* Set task *
Render the listing below, from its first line through the line containing "left=199, top=125, right=222, bottom=151", inclusive, as a numbered list, with blank lines omitted.

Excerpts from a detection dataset
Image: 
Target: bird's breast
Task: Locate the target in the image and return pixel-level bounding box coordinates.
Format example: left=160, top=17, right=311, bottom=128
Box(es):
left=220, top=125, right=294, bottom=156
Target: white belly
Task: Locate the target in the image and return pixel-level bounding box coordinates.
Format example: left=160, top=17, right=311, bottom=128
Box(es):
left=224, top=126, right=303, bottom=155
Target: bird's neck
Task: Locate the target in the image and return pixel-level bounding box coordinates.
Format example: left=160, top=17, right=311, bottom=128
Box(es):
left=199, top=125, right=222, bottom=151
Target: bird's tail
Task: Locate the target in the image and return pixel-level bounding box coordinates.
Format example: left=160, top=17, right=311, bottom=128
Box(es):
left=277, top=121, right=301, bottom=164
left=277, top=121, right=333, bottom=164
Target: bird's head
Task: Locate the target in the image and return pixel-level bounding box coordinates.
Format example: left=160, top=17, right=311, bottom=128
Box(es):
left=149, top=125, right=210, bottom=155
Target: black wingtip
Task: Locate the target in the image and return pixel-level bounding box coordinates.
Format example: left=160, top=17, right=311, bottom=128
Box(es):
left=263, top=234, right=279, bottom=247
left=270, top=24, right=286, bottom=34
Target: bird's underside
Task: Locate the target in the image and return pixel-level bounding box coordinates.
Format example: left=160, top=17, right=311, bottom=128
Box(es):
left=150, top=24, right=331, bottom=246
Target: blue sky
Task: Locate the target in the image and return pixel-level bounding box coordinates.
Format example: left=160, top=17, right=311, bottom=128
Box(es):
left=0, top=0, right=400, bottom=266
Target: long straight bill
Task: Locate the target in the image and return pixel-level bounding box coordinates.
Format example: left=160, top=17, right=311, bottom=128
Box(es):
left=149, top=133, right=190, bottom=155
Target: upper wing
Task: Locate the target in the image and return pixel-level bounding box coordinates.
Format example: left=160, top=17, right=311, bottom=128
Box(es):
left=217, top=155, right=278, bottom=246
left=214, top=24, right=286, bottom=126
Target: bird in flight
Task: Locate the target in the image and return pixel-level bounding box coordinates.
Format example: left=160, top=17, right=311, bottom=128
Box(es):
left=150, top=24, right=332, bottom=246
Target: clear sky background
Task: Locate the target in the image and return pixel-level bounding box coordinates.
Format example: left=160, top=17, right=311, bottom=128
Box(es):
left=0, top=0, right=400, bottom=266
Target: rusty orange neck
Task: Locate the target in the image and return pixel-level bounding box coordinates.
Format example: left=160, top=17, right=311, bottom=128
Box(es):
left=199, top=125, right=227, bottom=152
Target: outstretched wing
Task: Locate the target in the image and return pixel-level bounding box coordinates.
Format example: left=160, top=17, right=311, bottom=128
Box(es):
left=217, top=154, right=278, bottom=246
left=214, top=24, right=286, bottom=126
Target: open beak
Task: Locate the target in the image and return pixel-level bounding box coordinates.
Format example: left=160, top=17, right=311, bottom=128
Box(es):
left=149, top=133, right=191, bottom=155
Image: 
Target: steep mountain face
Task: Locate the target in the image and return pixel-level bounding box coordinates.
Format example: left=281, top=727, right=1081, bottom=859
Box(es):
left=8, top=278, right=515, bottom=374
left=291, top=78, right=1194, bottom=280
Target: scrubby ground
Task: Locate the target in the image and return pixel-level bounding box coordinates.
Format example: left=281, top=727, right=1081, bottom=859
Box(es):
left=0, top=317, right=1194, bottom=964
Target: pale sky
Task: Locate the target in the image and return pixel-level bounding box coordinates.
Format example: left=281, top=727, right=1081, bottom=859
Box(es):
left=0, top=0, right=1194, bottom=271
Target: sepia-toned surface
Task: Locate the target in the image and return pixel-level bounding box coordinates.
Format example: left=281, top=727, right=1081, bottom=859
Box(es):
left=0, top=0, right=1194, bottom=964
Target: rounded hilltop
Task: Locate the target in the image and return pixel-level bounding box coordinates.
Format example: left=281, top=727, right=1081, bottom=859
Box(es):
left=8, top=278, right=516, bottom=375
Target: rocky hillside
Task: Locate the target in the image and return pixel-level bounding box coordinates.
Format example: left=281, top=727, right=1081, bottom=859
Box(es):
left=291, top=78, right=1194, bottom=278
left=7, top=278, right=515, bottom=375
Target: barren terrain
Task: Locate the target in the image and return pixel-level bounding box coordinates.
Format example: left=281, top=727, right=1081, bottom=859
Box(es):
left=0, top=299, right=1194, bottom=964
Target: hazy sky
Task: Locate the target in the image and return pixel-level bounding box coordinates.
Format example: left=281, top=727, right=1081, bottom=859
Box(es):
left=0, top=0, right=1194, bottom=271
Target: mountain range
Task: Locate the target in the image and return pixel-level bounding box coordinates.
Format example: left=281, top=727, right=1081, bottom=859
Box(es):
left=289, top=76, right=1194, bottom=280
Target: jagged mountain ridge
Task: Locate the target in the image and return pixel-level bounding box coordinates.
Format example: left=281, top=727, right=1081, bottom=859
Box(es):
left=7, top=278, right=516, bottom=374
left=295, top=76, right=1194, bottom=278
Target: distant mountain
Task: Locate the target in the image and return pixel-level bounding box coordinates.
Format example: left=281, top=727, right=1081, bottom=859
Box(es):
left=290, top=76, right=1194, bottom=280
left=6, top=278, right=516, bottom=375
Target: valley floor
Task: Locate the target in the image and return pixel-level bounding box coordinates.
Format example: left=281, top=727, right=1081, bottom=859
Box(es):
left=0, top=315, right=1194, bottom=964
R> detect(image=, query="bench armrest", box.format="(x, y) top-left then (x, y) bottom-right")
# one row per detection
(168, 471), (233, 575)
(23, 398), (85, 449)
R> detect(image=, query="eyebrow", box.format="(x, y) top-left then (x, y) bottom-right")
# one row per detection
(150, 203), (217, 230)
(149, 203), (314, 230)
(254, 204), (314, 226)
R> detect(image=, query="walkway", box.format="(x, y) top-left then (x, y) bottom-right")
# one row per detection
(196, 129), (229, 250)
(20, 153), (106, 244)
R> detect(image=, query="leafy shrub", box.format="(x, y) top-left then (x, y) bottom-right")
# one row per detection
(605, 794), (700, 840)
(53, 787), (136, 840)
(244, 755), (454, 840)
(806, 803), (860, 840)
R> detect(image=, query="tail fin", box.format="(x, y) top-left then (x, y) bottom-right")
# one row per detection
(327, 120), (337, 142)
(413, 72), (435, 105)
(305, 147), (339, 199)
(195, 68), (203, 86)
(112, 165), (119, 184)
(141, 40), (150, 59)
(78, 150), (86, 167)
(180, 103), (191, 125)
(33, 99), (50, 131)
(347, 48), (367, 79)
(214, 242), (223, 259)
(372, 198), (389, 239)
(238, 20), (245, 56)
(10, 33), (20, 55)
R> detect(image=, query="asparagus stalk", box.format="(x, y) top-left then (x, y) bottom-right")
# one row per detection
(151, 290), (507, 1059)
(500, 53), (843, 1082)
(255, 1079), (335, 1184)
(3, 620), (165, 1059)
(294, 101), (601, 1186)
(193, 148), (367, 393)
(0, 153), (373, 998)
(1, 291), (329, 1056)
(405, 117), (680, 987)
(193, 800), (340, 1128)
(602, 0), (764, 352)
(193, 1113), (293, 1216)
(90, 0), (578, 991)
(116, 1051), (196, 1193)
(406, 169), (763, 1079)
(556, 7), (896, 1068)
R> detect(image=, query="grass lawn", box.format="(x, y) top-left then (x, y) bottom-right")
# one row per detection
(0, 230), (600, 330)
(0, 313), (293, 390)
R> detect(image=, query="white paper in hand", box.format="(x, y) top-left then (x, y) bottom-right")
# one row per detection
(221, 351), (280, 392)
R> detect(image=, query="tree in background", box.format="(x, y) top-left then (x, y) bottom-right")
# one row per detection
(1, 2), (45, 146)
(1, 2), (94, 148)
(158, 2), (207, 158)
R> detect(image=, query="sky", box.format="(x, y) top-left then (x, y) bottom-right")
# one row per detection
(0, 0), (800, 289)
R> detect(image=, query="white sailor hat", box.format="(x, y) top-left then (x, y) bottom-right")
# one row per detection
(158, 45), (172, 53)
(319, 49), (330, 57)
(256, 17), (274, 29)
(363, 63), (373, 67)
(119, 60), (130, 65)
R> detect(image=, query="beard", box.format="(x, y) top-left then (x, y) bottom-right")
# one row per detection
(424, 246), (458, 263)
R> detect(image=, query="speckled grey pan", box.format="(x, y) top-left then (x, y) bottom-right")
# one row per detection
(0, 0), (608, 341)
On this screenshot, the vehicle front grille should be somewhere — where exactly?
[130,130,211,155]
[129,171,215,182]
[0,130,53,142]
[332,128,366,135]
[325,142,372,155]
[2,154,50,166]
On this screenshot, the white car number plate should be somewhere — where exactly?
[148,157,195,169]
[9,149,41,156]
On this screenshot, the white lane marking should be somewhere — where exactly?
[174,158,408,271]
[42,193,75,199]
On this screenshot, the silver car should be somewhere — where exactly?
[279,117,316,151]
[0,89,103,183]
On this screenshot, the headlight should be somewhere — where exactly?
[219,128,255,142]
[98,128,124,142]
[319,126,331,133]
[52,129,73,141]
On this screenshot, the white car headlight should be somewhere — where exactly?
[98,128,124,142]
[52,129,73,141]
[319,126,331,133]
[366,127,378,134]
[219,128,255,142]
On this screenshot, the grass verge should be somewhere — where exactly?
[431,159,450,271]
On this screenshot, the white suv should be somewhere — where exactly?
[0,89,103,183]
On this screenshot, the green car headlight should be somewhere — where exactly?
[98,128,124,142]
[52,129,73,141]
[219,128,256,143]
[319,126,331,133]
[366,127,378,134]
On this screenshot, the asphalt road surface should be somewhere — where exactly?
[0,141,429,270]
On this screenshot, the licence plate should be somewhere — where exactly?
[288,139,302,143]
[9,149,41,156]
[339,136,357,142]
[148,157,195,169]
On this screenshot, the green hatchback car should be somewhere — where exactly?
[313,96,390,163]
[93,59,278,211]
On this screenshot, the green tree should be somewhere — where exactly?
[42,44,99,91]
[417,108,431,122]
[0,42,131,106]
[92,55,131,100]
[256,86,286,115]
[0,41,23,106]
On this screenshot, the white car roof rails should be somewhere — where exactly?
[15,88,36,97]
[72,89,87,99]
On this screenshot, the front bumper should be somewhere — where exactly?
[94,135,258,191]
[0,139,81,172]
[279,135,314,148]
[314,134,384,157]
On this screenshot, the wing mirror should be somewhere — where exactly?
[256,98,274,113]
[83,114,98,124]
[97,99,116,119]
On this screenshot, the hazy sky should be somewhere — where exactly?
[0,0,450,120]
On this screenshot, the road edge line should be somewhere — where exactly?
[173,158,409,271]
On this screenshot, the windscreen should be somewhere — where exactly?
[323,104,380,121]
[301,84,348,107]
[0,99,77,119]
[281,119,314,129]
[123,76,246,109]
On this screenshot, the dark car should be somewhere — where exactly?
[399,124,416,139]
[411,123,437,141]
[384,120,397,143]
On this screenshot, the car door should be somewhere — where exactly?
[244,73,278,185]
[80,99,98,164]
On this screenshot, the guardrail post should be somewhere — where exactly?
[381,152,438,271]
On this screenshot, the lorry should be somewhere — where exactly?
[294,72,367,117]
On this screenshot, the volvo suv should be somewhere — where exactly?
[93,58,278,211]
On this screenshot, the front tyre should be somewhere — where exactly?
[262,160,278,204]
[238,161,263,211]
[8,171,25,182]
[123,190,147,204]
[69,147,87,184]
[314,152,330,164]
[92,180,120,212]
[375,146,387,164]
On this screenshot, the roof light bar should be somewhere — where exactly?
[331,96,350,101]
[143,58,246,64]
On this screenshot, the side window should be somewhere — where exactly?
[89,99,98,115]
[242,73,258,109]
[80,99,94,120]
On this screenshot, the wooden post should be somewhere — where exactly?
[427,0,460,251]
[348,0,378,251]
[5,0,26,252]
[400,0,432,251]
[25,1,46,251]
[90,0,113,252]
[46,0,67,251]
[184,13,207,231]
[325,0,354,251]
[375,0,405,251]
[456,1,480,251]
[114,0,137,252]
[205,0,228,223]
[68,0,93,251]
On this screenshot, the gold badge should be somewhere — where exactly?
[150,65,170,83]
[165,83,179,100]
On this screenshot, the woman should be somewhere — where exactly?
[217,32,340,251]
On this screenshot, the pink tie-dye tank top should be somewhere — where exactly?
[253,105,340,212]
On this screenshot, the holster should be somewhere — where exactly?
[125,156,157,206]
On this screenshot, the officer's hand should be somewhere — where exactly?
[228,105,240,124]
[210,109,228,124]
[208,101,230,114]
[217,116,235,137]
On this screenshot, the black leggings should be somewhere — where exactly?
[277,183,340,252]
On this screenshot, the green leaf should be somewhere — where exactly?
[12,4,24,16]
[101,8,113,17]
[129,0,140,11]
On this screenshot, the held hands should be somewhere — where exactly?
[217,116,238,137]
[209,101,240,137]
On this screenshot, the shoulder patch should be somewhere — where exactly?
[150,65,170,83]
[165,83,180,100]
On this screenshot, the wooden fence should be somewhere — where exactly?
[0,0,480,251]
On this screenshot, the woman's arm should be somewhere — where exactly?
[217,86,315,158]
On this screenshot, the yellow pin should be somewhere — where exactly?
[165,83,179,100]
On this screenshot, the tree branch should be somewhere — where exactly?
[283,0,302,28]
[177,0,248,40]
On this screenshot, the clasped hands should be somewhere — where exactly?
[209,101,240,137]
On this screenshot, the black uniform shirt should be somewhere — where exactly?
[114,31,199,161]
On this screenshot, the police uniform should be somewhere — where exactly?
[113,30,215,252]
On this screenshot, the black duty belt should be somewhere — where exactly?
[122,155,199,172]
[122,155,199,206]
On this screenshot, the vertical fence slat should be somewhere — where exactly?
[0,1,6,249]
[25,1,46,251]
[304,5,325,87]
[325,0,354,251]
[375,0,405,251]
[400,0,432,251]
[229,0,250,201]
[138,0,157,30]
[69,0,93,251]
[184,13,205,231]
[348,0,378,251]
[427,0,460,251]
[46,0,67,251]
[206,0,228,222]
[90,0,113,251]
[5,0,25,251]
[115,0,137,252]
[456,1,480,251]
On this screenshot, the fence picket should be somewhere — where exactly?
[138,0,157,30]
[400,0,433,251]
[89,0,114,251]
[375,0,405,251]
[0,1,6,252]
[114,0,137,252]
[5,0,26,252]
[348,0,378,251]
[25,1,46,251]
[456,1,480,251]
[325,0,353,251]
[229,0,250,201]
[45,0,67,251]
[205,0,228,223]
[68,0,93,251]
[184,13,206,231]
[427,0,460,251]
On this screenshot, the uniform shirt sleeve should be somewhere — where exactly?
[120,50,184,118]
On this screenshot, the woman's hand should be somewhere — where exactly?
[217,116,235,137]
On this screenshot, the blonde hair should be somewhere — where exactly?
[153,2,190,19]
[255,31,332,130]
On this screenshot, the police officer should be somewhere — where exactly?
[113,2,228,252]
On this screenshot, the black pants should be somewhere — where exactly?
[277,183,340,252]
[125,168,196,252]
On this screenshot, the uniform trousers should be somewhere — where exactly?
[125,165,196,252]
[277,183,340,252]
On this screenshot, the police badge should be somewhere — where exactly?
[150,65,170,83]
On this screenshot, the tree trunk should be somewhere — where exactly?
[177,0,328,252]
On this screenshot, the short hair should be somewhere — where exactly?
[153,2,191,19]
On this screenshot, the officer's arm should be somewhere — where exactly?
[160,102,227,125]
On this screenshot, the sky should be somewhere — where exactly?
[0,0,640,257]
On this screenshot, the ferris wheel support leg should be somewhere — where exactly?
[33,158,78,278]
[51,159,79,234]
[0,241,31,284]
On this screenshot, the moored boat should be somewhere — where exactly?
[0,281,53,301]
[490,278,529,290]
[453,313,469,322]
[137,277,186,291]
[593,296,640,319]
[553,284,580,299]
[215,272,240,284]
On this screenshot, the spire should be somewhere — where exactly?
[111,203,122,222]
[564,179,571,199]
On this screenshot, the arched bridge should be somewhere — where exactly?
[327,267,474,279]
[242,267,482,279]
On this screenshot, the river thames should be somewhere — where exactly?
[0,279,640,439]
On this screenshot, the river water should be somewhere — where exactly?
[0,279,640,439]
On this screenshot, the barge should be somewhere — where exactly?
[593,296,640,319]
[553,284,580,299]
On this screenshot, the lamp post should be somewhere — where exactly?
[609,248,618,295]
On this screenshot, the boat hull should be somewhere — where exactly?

* Problem solution *
1. Image: 
2. Target: bird's breast
3. Task: Locate the target in the image and return pixel-level bounding box coordinates.
4. Format example: left=160, top=17, right=311, bottom=128
5. Box(es):
6. left=220, top=125, right=294, bottom=156
7. Target: white belly
8. Task: Locate the target in the image and return pixel-level bounding box coordinates.
9. Format example: left=160, top=17, right=311, bottom=128
10. Box(es):
11. left=224, top=126, right=303, bottom=155
12. Target: bird's neck
13. Task: Locate the target in the image and return pixel-level bounding box coordinates.
14. Format example: left=160, top=17, right=311, bottom=128
15. Box(es):
16. left=199, top=125, right=222, bottom=151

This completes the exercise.